Pull out each line of the records below that contains the word "white".

---- Extracted data

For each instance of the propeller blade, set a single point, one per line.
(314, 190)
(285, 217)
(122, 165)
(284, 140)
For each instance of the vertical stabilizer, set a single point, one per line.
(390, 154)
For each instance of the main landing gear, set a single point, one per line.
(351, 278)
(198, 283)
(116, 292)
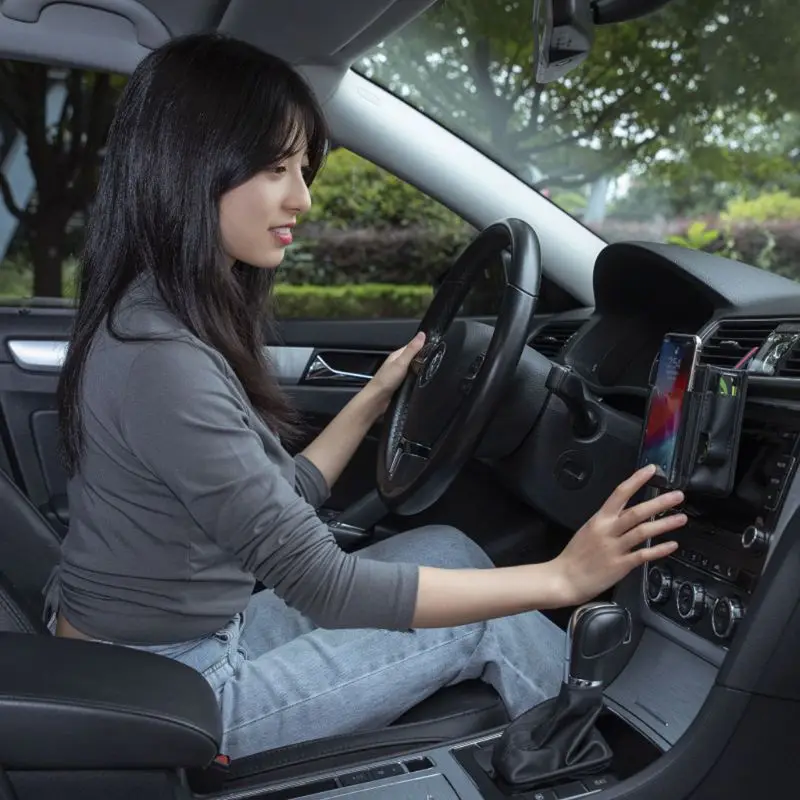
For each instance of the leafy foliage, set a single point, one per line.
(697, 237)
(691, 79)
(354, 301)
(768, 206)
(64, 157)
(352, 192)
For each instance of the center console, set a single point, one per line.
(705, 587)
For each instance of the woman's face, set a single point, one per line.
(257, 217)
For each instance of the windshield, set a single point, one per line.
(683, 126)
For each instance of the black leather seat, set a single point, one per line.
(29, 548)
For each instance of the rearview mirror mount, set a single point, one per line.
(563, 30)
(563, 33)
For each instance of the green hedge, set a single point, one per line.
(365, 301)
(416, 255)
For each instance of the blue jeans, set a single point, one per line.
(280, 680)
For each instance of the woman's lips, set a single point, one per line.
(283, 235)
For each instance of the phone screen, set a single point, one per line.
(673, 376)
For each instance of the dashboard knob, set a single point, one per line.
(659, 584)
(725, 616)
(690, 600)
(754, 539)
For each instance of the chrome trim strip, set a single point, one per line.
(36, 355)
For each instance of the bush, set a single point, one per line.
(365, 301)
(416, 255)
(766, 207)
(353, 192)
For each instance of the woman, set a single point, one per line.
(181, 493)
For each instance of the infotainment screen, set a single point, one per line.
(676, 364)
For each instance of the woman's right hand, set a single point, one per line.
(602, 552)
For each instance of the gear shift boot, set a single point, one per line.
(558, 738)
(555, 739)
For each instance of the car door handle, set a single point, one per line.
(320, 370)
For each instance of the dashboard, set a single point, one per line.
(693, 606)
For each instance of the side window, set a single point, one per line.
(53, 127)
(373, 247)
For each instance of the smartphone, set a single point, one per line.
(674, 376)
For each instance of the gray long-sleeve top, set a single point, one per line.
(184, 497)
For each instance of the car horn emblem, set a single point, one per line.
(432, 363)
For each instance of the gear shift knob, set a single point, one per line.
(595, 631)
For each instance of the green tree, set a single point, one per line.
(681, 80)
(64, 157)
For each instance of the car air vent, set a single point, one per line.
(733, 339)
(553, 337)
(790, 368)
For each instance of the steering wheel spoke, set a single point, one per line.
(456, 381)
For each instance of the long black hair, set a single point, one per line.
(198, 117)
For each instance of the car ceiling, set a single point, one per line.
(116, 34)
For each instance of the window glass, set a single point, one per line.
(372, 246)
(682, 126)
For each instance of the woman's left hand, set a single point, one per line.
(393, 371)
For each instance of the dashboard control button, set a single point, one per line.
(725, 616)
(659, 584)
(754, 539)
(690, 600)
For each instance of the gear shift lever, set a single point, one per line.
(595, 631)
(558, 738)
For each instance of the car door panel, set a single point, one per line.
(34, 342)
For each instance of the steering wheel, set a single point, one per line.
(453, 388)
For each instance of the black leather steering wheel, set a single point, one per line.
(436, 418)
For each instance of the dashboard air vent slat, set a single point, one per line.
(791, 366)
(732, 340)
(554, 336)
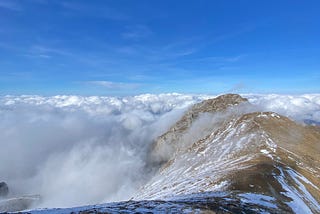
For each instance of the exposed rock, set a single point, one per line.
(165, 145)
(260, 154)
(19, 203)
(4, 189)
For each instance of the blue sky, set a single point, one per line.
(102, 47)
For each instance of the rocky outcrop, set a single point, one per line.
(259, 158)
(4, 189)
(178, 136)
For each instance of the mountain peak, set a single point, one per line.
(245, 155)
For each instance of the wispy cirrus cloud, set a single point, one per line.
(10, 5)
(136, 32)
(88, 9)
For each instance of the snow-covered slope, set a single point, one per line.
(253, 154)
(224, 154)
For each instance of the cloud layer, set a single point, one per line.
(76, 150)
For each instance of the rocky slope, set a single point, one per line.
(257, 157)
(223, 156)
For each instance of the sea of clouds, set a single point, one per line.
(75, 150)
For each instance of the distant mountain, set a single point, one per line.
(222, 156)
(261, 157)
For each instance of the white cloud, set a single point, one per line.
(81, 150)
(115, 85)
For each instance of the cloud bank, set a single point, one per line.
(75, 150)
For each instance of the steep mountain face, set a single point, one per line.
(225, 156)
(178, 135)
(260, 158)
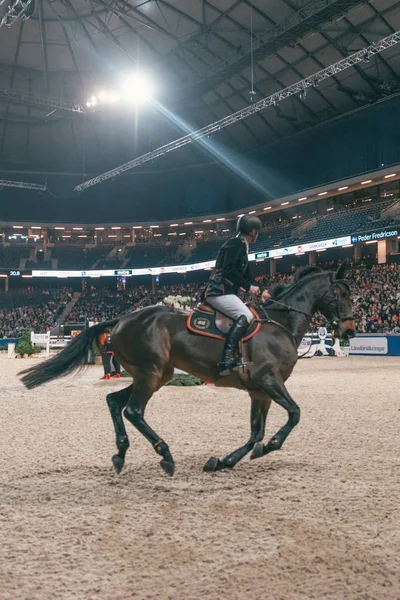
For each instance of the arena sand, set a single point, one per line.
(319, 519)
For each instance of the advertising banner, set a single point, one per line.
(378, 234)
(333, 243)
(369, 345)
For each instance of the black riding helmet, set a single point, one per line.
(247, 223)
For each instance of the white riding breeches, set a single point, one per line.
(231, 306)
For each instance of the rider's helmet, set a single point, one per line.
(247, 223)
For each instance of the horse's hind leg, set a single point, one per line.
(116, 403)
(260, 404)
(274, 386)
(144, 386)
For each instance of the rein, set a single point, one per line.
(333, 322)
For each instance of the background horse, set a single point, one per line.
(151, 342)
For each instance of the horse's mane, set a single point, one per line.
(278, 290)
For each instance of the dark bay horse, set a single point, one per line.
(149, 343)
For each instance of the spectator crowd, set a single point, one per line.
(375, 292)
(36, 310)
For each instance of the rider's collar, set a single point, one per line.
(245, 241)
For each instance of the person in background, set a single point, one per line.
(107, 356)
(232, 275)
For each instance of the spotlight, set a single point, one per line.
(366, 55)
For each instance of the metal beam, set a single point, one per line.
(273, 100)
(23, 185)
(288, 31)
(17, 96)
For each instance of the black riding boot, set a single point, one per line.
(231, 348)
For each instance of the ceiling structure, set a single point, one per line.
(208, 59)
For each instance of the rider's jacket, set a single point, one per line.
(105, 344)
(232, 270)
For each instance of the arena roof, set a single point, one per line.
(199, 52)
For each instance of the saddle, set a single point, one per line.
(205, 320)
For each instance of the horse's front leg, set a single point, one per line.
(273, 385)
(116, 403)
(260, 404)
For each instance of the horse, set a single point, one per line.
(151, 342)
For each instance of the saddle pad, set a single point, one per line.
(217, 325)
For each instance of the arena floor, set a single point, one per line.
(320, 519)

--------
---- Extracted data

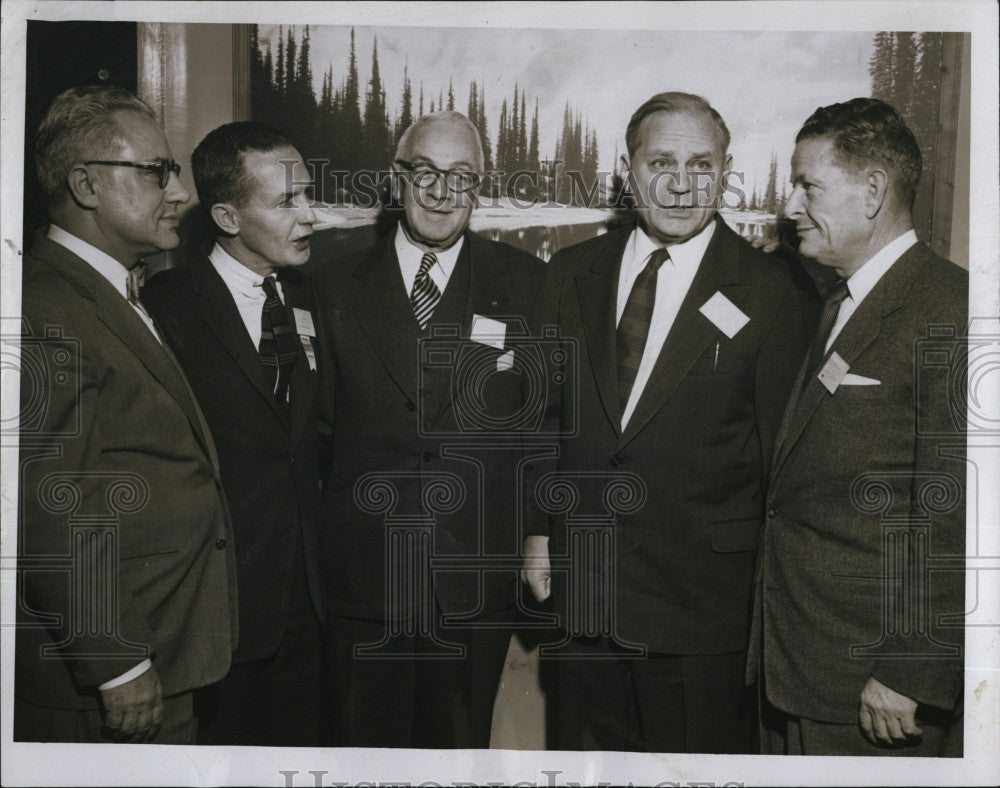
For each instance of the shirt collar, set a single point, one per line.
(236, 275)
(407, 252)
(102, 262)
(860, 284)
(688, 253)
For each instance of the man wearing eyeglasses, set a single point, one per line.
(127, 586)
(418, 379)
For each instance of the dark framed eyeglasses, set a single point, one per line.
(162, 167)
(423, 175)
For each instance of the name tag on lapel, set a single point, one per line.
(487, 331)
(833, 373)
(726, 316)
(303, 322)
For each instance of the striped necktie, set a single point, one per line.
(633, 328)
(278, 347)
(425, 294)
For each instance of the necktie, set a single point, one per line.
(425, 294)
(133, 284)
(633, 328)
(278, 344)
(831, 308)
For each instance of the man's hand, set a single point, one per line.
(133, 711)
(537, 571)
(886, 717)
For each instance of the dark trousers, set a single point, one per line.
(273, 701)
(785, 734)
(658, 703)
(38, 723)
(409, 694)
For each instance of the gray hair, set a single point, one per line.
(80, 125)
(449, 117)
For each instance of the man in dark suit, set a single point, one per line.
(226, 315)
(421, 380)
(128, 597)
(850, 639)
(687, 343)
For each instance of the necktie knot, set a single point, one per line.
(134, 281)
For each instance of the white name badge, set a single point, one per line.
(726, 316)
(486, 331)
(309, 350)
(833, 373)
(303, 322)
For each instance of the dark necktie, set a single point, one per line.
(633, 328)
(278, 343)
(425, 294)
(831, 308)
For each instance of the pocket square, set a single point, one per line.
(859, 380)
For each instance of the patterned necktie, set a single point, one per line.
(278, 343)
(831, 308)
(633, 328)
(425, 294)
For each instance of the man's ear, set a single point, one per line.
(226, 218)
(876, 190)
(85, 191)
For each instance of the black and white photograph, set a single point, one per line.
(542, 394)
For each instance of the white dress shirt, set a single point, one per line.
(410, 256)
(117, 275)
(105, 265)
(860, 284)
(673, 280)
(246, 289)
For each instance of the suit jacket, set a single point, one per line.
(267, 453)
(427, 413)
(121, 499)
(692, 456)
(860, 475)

--------

### Worked solution
For each instance of the white cloud, set a single point, one per line.
For each instance of the white riding breeches, set a single point, one per line.
For each instance of the white name badge, set a single point, one per line.
For each instance of the black and white photograph, set a single point, one per line.
For each instance of the white dress shirt, set a single point, one per line.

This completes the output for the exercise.